_GIVEN RECORDS_.
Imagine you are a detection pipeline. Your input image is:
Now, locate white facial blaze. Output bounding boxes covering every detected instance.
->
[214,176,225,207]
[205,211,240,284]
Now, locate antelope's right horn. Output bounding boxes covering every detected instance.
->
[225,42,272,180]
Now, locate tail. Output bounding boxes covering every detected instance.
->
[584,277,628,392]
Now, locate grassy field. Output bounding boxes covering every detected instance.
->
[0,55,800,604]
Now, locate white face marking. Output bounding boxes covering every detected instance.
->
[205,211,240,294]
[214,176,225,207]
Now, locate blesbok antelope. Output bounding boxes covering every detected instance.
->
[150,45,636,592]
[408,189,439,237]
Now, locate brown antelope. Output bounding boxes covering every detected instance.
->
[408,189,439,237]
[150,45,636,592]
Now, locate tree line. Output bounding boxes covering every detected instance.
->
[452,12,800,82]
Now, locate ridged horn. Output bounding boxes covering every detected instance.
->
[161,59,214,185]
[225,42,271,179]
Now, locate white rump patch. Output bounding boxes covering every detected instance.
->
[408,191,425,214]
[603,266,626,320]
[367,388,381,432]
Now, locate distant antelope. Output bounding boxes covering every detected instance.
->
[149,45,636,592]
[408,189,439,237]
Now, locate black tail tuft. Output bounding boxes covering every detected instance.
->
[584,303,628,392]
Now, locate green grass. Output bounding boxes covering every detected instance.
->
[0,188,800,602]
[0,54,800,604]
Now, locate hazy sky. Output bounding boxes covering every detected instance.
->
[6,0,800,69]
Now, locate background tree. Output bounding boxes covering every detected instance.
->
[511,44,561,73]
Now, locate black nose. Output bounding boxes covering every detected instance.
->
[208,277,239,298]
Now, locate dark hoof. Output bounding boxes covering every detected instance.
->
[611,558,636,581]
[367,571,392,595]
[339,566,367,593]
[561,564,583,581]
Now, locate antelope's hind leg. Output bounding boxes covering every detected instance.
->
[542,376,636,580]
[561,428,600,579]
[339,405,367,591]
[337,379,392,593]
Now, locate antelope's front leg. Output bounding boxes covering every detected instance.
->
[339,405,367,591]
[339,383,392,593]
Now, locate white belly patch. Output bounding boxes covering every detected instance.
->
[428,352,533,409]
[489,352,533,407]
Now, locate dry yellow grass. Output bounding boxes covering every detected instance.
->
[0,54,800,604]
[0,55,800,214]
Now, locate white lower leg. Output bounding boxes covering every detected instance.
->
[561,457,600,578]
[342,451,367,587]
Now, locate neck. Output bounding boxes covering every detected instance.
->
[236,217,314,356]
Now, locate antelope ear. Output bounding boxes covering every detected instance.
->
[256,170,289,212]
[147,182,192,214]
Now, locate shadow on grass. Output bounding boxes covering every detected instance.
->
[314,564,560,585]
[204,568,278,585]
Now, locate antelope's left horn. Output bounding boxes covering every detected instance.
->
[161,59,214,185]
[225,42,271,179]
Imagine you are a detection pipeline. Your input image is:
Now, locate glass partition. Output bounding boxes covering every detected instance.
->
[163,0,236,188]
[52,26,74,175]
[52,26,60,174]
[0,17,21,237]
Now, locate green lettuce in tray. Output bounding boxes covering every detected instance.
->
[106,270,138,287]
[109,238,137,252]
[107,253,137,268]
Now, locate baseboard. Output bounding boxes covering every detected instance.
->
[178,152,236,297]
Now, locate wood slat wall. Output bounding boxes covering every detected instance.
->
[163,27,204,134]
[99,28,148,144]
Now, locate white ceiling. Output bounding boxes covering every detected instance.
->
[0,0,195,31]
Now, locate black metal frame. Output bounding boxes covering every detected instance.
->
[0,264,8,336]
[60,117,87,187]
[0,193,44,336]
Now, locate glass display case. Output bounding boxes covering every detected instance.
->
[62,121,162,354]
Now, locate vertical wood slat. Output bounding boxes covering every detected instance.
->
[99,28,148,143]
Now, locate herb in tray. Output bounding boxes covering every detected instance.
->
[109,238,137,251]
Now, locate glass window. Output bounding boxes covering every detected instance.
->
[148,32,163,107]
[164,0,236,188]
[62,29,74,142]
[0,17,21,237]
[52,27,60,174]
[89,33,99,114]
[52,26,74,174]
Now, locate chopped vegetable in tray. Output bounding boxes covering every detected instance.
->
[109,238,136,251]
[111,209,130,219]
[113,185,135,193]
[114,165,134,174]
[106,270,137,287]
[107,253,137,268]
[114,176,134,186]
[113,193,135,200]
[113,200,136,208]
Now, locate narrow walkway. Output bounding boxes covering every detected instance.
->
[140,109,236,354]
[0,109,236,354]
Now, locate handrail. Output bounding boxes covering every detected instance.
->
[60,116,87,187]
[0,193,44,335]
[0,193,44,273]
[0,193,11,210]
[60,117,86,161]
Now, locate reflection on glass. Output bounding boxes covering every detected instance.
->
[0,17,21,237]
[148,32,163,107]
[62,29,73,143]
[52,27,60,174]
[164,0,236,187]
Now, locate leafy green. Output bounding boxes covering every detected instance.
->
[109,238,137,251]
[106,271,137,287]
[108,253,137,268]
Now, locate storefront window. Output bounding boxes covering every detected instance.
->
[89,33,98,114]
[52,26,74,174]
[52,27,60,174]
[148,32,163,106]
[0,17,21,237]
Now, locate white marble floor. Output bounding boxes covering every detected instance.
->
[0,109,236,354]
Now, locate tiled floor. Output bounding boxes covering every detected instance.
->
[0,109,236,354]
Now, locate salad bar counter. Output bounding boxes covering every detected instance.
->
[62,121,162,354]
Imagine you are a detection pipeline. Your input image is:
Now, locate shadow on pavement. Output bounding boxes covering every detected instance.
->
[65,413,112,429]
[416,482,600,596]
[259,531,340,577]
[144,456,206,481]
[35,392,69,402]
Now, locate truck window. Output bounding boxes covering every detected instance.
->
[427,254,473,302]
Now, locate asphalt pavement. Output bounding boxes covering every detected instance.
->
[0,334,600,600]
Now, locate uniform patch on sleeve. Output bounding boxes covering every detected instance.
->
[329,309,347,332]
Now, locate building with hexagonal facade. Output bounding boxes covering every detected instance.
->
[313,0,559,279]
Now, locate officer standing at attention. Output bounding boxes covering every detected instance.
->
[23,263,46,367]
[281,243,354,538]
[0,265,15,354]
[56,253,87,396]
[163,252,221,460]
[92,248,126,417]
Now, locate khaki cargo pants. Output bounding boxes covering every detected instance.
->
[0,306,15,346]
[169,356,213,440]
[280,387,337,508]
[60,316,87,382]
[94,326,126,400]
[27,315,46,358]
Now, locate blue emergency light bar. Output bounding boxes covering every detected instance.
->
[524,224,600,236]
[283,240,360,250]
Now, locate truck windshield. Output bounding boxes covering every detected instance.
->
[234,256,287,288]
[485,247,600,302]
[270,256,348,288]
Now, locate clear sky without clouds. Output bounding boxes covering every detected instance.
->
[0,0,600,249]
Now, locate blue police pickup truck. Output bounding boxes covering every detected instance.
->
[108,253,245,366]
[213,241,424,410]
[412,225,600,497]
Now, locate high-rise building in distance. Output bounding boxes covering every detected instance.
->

_SHORT TASK_.
Copy out every item above word for word, with the same line breaks.

_THE RESPONSE_.
Imagine you are a detection pipeline. Your input image is:
Now, locate white facial blaze. Output bounding boxes covering every detected instance.
->
[214,176,225,207]
[205,211,240,284]
Now, locate antelope's right horn. Output bounding boxes covering every detected instance.
->
[225,42,272,180]
Now, locate tail. Output bounding boxes covering every detected instance.
->
[584,277,628,392]
Now, locate grassy field. Output bounding boxes covering every detected instance.
->
[0,55,800,604]
Now, locate white face marking. Output bounding boxes covering every detected instance.
->
[205,211,240,294]
[214,176,225,207]
Now, locate blesbok antelope. Output bounding boxes covering every detected instance.
->
[150,45,636,592]
[408,189,439,237]
Now, locate brown antelope. Output bounding boxes covering every detected instance.
->
[408,189,439,237]
[150,45,636,592]
Now, locate tree line. Output bounding boxes covering every detected instance.
->
[452,12,800,82]
Now, locate ridged horn. Output bounding boxes covering every detected instance.
->
[161,59,214,185]
[225,42,271,179]
Now, locate white rump patch. Output bounding boxes covering every detected instance.
->
[408,191,425,214]
[603,266,626,320]
[367,388,381,432]
Now, locate distant antelope. Output bounding boxes covering every detected instance.
->
[149,45,636,592]
[408,189,439,237]
Now, locate black tail tuft. Output bounding boxes covering every detected instance.
->
[584,303,628,392]
Now, locate green grass. Output bounding boxes covering every detected instance.
->
[0,188,800,602]
[0,54,800,604]
Now, locate hazy sky. Output bounding boxes covering every detected instance.
->
[6,0,800,69]
Now, locate background tree. Output bounding boxes covering every detected instance.
->
[511,44,561,73]
Now, locate black nose. Output bounding boxes covering every detected instance.
->
[208,277,239,298]
Now, locate dark hoof. Output bounding boxes covering every detected instance.
->
[611,558,636,581]
[367,571,392,595]
[339,566,367,593]
[561,564,583,581]
Now, locate antelope's hind leg. Output bounding boxes covering every detected instance.
->
[542,376,636,580]
[561,428,600,579]
[339,405,367,591]
[337,379,392,593]
Now, locate antelope's front leg. Output bounding boxes covering every detected instance.
->
[339,405,367,591]
[339,383,392,593]
Now, locate white belly patch. Output bounding boxes covering every detected instance.
->
[428,352,533,409]
[489,352,533,407]
Now, locate dry yellow grass. Output bounding boxes covering every detected instance.
->
[0,54,800,604]
[0,55,800,214]
Now, locate white lower leg. Output bounding boxes covering every detected instance.
->
[561,457,600,578]
[342,451,367,587]
Now, locate neck. Output bounding boxes covering every detected instance.
->
[236,217,314,356]
Now, locate antelope ear. Output bounding boxes covering every detected instance.
->
[256,170,289,212]
[147,182,192,214]
Now, locate shadow on grass. Output bounding boxes covering every detected instance.
->
[314,564,560,585]
[204,568,278,585]
Now, locate antelope's left horn. Output bounding boxes covering every detected instance.
->
[161,59,214,185]
[225,42,271,179]
Imagine you are a detection pipeline. Your input image is:
Now, locate glass partition. Output bounding boxes covering every detected instance.
->
[163,0,236,188]
[52,26,74,175]
[52,26,60,174]
[0,17,21,237]
Now, locate green lettuce in tray. Output bounding boxes covering every detected instance.
->
[106,270,138,287]
[109,238,137,252]
[107,253,137,268]
Now, locate baseboard. Output bounding boxes covering every detected instance.
->
[178,152,236,297]
Now, locate wood slat wall. Output bounding boxes covering every detected instance.
->
[163,27,204,134]
[99,28,148,144]
Now, locate white ceiling. Output bounding boxes covering every detected instance.
->
[0,0,195,31]
Now, locate black metal frame. Output bounding boxes covering every detected instance.
->
[0,264,8,336]
[60,117,87,187]
[0,193,44,336]
Now, locate glass display case. Output bounding boxes covering every detected instance.
->
[62,121,162,354]
Now, locate vertical wood slat. Output bounding boxes covering every detected instance.
->
[99,28,148,143]
Now, locate herb in tray. Output bounding boxes covering every detected instance.
->
[109,238,137,251]
Now, locate glass window. Output bounding boxes covering every detected instance.
->
[148,32,163,107]
[164,0,236,188]
[62,29,74,142]
[0,17,21,237]
[52,27,60,174]
[89,33,99,114]
[52,26,74,174]
Now, locate chopped vegetable in tray. Output bounding boxes covering every detected instance.
->
[109,238,136,251]
[111,209,130,219]
[113,185,135,193]
[114,165,134,174]
[106,270,137,287]
[107,253,137,268]
[114,176,134,186]
[113,193,135,200]
[113,200,136,208]
Now, locate narrow walkway. Output bounding boxes covering every detected instance.
->
[140,109,236,354]
[0,109,236,354]
Now, locate handrail. Output bounding boxes covering every detected instance.
->
[60,116,87,187]
[0,193,44,335]
[0,193,44,273]
[0,193,11,210]
[60,117,86,161]
Now, locate reflection on glass. Output bounding boxes covering every detected instance.
->
[0,17,21,237]
[148,32,163,107]
[62,29,73,143]
[52,27,60,174]
[164,0,236,187]
Now, locate leafy green. Output bounding boxes covering every detected instance.
->
[109,238,137,251]
[106,271,137,287]
[108,253,137,268]
Now, locate storefront window. Output bounding boxes covering every detected instance.
->
[89,33,98,114]
[52,26,74,174]
[52,27,60,174]
[148,32,163,106]
[0,17,21,237]
Now, locate white marble floor. Output bounding boxes covering every detected instance.
->
[0,109,236,354]
Now, locate tiled floor. Output bounding boxes covering every detected instance.
->
[0,109,236,354]
Now, locate salad bar counter. Output bounding boxes covering every detected instance.
->
[62,121,162,354]
Imagine you are a detection pipeline. Your input image is:
Now, locate shadow on pavement. Output bounding boxes covering every detected instance.
->
[65,413,112,429]
[416,482,600,596]
[259,531,340,577]
[144,456,206,481]
[35,392,69,402]
Now, locate truck window. Output bounding boxes covering every detected instance.
->
[427,254,473,302]
Now, locate asphalt pavement. Output bounding boxes covering every detected instance.
->
[0,334,600,600]
Now, locate uniform patch on sleeve. Output bounding boxes covering every detected instance.
->
[329,309,347,332]
Now, locate building with hexagonal facade. Output bounding boxes covering every detected instance.
->
[313,0,559,279]
Now, locate officer standing at attention. Output bounding boxes covering every detected instance.
->
[23,263,46,367]
[281,243,354,538]
[0,265,15,354]
[56,253,87,396]
[163,252,221,460]
[92,248,126,417]
Now, locate khaki cargo pants. Output bounding boxes covering every detected instance.
->
[0,306,15,346]
[169,356,213,440]
[280,387,337,508]
[60,316,87,382]
[94,326,126,400]
[27,315,46,358]
Now, locate blue emergency light bar. Output bounding boxes covering every detected instance.
->
[524,224,600,236]
[283,240,360,250]
Now, locate truck windshield. Output bounding boxes covering every detected instance.
->
[234,256,287,288]
[485,247,600,302]
[270,256,348,288]
Now, locate clear sky without clouds. Output bounding boxes covering every detected instance.
->
[0,0,600,249]
Now, locate blue police pickup truck. Output bounding boxes covering every detected instance.
->
[108,253,245,366]
[213,241,424,410]
[412,225,600,497]
Now, locate high-rise building in distance. Output bounding boxes covering every detected instance.
->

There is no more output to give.